## Document extract
— start —
U.S. Rep. Martin Sabo, a Democrat, grew up in northwestern North Dakota. U.S. Rep. Jim Ramstad, a Republican, initially called Jamestown home. And Coya Knutson, the only woman ever elected to Congress from Minnesota traced her roots to North Dakota.

When A.C. Townley started the Nonpartisan League in North Dakota, the agricultural revolt left a trail that spread eastward across Minnesota. It became the Farmer-Labor handle on the Minnesota's Democratic Farmer-Labor Party.

"People in northern Minnesota, especially, were about in the same shape as the people in North Dakota," said Harding Noblitt, a political scientist from Moorhead.

Many farmers were convinced that big businesses and eastern banks had too much economic power. Since they had flirted with third political parties earlier, the leap to the to the Farmer Labor movement was not a particularly big one.

When the NPL movement swept across North Dakota in 1915, some of its organizers were from Minnesota.

Townley, himself, was born in Browns Valley. He was a teacher in Alexandria before he and his brother moved to western North Dakota to start a flax farm. One of Townley's NPL organizers was Harry Munger of Fergus Falls.

"I was raised in a kettle of stew," former state Rep. Willard Munger, a DFLer from Duluth, said years later. "I had two grandfathers and one was entirely opposite from the other."

Willard, who often accompanied his father on his trips to organize farmers, said his grandfather Munger was a Norman Thomas socialist who homesteaded 160 acres of land north of Fergus Falls at the turn of the century. He was a well-read scholar whose love of books and nature was greater than any affection he may have had for farming.

His grandfather on his mother's side was a sound farmer who had little time for politics and philosophers.

"He used to say to me, 'Willard, why do you hang around with your grandfather Munger so much? You know all he does is sit at home and read those books and preach to you all day long. You go out and look at his barn door. He props it up with a post; he doesn't even put hinges on. But he sits there and reads those damned books. I think he would like me to divide up my farm with him because of that socialist idea he has."

In spite of the counsel, Willard clung to the teachings of his grandfather Munger and carried them into the agricultural revolution.

"My political heydays were in Fergus Falls," he said. "I was active all the way through high school."

He was so close to Townley, that his nickname in his school yearbook was "A. C."
— end —
## Supplied material
— start —
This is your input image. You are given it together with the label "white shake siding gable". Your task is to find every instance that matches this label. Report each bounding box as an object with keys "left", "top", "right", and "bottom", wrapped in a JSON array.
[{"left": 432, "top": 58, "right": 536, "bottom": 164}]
— end —
## Set of tasks
1. Answer these about the Nonpartisan League passage:
(a) Where was A.C. Townley born?
(b) In what year did the NPL movement sweep across North Dakota?
(c) How many acres did Willard Munger's grandfather Munger homestead?
2. Reproduce the part of the Nonpartisan League passage starting at "When A.C. Townley" and ending at "Democratic Farmer-Labor Party.".
The data has nothing to do with the text.

## Written answers
1.
(a) Browns Valley
(b) 1915
(c) 160 acres

2.
When A.C. Townley started the Nonpartisan League in North Dakota, the agricultural revolt left a trail that spread eastward across Minnesota. It became the Farmer-Labor handle on the Minnesota's Democratic Farmer-Labor Party.